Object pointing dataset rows
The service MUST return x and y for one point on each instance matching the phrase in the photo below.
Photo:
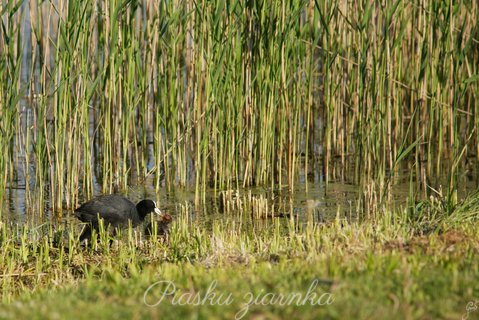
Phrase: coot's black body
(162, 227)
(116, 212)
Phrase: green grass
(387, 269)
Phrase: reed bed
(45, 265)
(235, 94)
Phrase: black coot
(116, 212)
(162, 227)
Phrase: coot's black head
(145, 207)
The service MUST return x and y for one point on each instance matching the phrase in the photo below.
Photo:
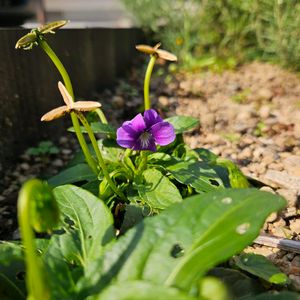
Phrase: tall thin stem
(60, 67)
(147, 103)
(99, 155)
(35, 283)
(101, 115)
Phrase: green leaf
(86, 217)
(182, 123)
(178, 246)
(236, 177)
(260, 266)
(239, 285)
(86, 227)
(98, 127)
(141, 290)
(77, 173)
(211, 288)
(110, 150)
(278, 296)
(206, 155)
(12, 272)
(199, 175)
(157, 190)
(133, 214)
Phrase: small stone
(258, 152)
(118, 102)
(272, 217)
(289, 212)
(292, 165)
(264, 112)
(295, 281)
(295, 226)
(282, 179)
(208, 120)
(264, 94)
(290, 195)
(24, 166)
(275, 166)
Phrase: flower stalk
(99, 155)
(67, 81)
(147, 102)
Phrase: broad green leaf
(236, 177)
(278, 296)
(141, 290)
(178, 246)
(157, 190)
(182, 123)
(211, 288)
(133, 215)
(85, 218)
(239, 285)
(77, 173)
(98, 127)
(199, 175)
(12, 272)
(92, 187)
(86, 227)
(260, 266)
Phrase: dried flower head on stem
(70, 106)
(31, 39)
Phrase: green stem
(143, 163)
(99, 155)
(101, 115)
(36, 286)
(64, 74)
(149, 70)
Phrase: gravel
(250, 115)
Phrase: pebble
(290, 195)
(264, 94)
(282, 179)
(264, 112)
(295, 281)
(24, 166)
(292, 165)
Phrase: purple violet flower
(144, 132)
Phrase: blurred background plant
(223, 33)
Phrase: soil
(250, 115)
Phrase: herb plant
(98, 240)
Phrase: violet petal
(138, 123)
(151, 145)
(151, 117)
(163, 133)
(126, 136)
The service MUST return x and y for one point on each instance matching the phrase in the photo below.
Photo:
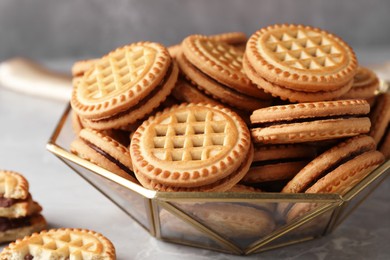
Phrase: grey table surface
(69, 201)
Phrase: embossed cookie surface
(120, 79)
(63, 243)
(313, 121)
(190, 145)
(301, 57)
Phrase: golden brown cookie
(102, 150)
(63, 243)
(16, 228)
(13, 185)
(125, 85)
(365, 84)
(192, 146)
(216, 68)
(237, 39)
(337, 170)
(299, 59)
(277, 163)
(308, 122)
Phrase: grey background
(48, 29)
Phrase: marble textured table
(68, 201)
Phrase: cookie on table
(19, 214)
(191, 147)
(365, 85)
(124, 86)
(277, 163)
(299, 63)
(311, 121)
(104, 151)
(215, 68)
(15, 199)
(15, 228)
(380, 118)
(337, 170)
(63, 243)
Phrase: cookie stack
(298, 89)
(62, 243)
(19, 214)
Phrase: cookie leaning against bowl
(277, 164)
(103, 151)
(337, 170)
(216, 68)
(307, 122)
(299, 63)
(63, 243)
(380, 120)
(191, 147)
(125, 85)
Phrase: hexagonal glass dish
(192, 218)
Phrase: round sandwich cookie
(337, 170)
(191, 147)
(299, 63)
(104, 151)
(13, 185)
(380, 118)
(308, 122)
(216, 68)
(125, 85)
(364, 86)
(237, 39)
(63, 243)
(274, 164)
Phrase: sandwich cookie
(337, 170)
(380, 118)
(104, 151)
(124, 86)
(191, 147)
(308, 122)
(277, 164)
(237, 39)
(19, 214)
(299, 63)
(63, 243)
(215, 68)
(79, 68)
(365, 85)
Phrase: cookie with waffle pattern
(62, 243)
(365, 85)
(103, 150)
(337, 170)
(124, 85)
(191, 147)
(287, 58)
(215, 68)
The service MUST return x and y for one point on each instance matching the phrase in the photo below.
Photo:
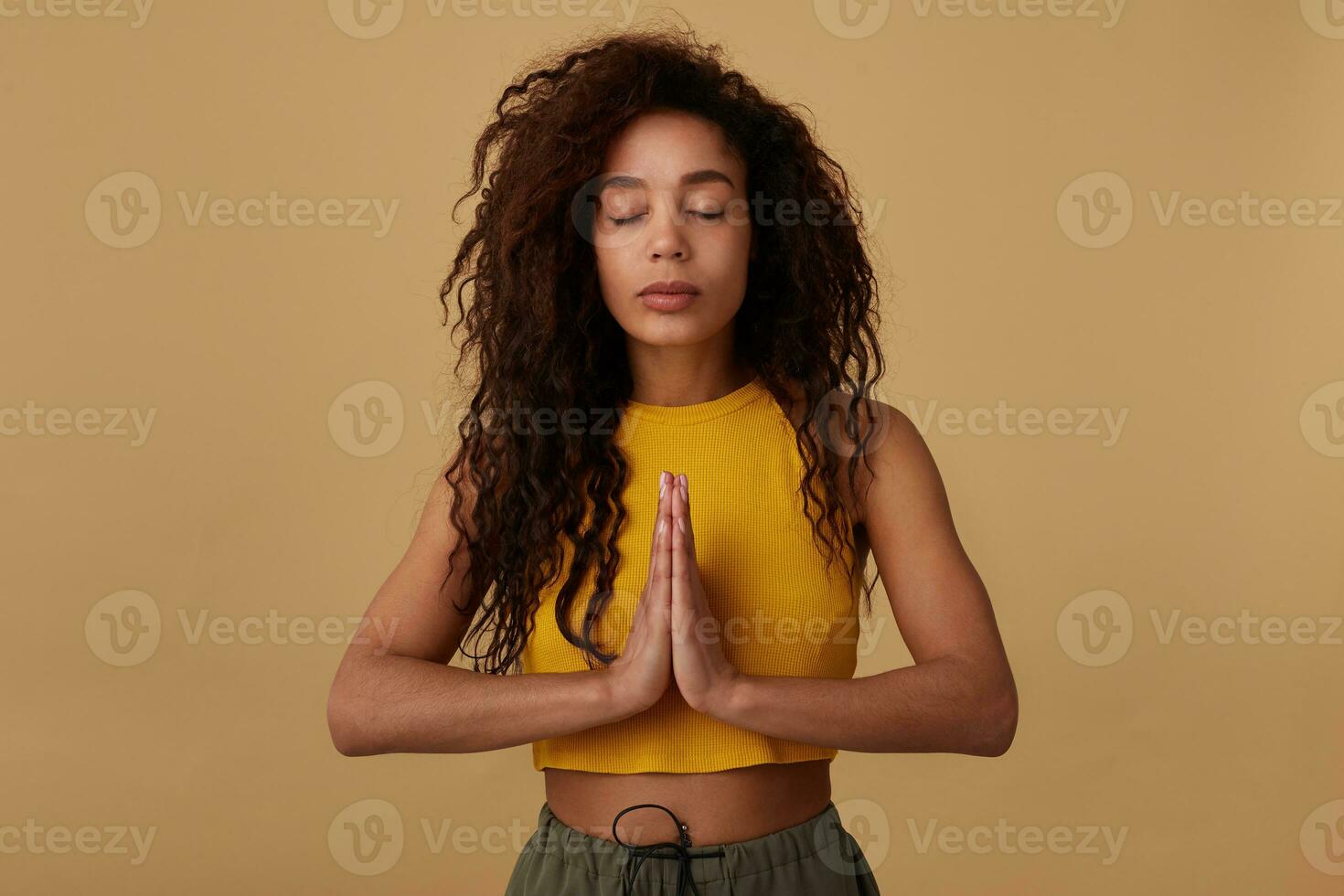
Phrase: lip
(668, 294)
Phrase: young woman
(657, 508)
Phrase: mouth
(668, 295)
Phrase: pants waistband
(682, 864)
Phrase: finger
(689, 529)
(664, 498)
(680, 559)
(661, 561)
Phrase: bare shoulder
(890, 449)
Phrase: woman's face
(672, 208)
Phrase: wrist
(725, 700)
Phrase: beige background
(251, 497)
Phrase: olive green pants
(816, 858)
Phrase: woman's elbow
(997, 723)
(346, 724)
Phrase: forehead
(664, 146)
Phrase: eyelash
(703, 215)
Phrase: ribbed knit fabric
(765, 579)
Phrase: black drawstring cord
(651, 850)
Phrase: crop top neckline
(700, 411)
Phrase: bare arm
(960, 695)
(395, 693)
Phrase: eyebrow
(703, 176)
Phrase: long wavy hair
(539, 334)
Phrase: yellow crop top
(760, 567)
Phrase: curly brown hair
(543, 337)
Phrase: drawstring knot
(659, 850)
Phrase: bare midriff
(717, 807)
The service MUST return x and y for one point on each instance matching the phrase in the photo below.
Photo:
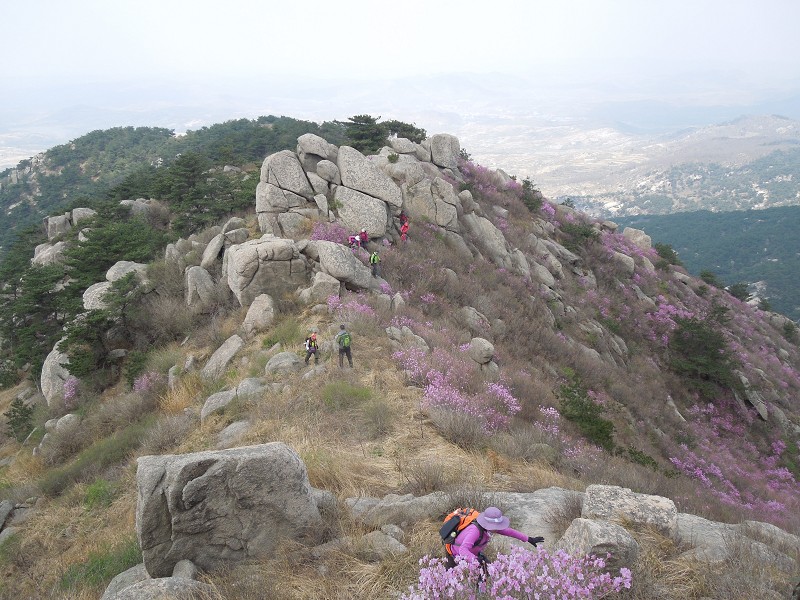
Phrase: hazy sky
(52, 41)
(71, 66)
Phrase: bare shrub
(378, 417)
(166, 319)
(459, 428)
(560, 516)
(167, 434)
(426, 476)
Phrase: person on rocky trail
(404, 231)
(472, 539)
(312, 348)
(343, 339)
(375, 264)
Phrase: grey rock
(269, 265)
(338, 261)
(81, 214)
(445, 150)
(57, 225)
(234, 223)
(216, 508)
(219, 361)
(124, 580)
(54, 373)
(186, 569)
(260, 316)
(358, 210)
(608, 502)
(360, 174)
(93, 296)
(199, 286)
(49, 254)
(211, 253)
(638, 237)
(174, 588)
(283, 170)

Required task
Every record must be copied exactly, with the pictures left out.

Output below
The service MUST return x and y for one point on each instance matching the phrase in the photo below.
Photo:
Phrase: coot's black body
(162, 227)
(116, 212)
Phrase: green grass
(387, 269)
Phrase: reed bed
(45, 265)
(235, 94)
Phrase: black coot
(116, 212)
(162, 227)
Phrase: coot's black head
(145, 207)
The service MUST return x and y for one point on each instance matching the phrase in the photo below.
Photo:
Phrase: tall thin stem
(60, 67)
(147, 103)
(99, 155)
(35, 283)
(101, 115)
Phrase: green leaf
(86, 217)
(182, 123)
(178, 246)
(236, 177)
(260, 266)
(239, 285)
(86, 227)
(98, 127)
(141, 290)
(77, 173)
(211, 288)
(110, 150)
(278, 296)
(206, 155)
(12, 272)
(199, 175)
(157, 190)
(133, 214)
Phrase: small stone
(258, 152)
(118, 102)
(272, 217)
(289, 212)
(292, 165)
(264, 112)
(295, 281)
(295, 226)
(282, 179)
(208, 120)
(264, 94)
(290, 195)
(24, 166)
(275, 166)
Phrase: flower stalk
(99, 155)
(67, 81)
(147, 102)
Phrase: broad green leaf
(236, 177)
(278, 296)
(141, 290)
(178, 246)
(157, 190)
(182, 123)
(211, 288)
(133, 215)
(85, 218)
(239, 285)
(77, 173)
(98, 127)
(199, 175)
(12, 272)
(92, 187)
(86, 227)
(260, 266)
Phrase: dried flower head on stem
(70, 106)
(31, 39)
Phrase: green stem
(143, 163)
(99, 155)
(101, 115)
(36, 286)
(64, 74)
(149, 70)
Phrase: gravel
(250, 115)
Phrase: pebble
(290, 195)
(264, 94)
(282, 179)
(264, 112)
(295, 281)
(24, 166)
(292, 165)
Phrase: purple violet flower
(144, 132)
Phrase: blurred background plant
(223, 33)
Phrase: soil
(250, 115)
Phrase: herb plant
(98, 240)
Phrase: violet petal
(138, 123)
(151, 145)
(151, 117)
(163, 133)
(126, 136)
The service MUST return x and y for one point on each instance matching the phrase in the photo below.
Photo:
Phrase: grey table surface
(69, 201)
Phrase: embossed cookie surface
(120, 79)
(63, 243)
(313, 121)
(190, 145)
(301, 57)
Phrase: golden brown cookie
(102, 150)
(63, 243)
(16, 228)
(13, 185)
(125, 85)
(365, 84)
(192, 146)
(216, 68)
(237, 39)
(337, 170)
(299, 59)
(277, 163)
(308, 122)
Phrase: grey background
(48, 29)
Phrase: marble textured table
(68, 201)
Phrase: cookie on table
(19, 214)
(191, 147)
(365, 85)
(124, 86)
(277, 163)
(299, 63)
(311, 121)
(104, 151)
(215, 68)
(15, 199)
(15, 228)
(380, 118)
(337, 170)
(63, 243)
Phrase: cookie stack
(298, 89)
(62, 243)
(19, 214)
Phrase: cookie leaning against bowl
(277, 164)
(103, 151)
(337, 170)
(216, 68)
(307, 122)
(299, 63)
(63, 243)
(380, 120)
(191, 147)
(125, 85)
Phrase: hexagonal glass dish
(192, 218)
Phrase: round sandwich cookie
(337, 170)
(191, 147)
(299, 63)
(104, 151)
(13, 185)
(380, 118)
(308, 122)
(216, 68)
(125, 85)
(364, 86)
(237, 39)
(63, 243)
(274, 164)
Phrase: sandwich cookie
(337, 170)
(380, 118)
(104, 151)
(124, 86)
(191, 147)
(308, 122)
(277, 164)
(237, 39)
(19, 214)
(299, 63)
(63, 243)
(215, 68)
(79, 68)
(365, 85)
Phrase: cookie with waffle pattern
(62, 243)
(365, 85)
(103, 150)
(337, 170)
(124, 85)
(191, 147)
(287, 58)
(215, 68)
The service MUST return x and y for one point on each instance matching the phrase in the photo below.
Photo:
Phrase: lip
(668, 294)
Phrase: young woman
(657, 508)
Phrase: mouth
(668, 295)
Phrase: pants waistband
(682, 864)
Phrase: finger
(689, 529)
(664, 498)
(680, 559)
(661, 561)
Phrase: bare shoulder
(890, 449)
Phrase: woman's face
(672, 208)
Phrase: wrist
(725, 700)
Phrase: beige background
(251, 497)
Phrase: olive green pants
(816, 858)
Phrase: woman's elbow
(997, 723)
(346, 724)
Phrase: forehead
(664, 146)
Phrase: eyelash
(703, 215)
Phrase: ribbed knit fabric
(765, 579)
Phrase: black drawstring cord
(651, 850)
Phrase: crop top neckline
(700, 411)
Phrase: bare arm
(960, 695)
(395, 693)
Phrase: eyebrow
(703, 176)
Phrase: long wavy hair
(539, 334)
Phrase: yellow crop top
(760, 567)
Phrase: curly brown hair
(543, 337)
Phrase: drawstring knot
(659, 850)
Phrase: bare midriff
(717, 807)
The service MUST return x and y for one point on each instance matching the phrase in the photo below.
Photo:
Phrase: hazy sky
(52, 41)
(71, 66)
Phrase: bare shrub
(378, 417)
(166, 319)
(459, 428)
(560, 516)
(167, 434)
(426, 476)
Phrase: person on rocky trail
(404, 231)
(472, 539)
(312, 348)
(343, 339)
(375, 264)
Phrase: grey rock
(269, 265)
(338, 261)
(81, 214)
(445, 150)
(57, 225)
(234, 223)
(216, 508)
(219, 361)
(124, 580)
(54, 373)
(186, 569)
(260, 316)
(358, 210)
(608, 502)
(360, 174)
(93, 296)
(199, 286)
(49, 254)
(211, 253)
(638, 237)
(174, 588)
(283, 170)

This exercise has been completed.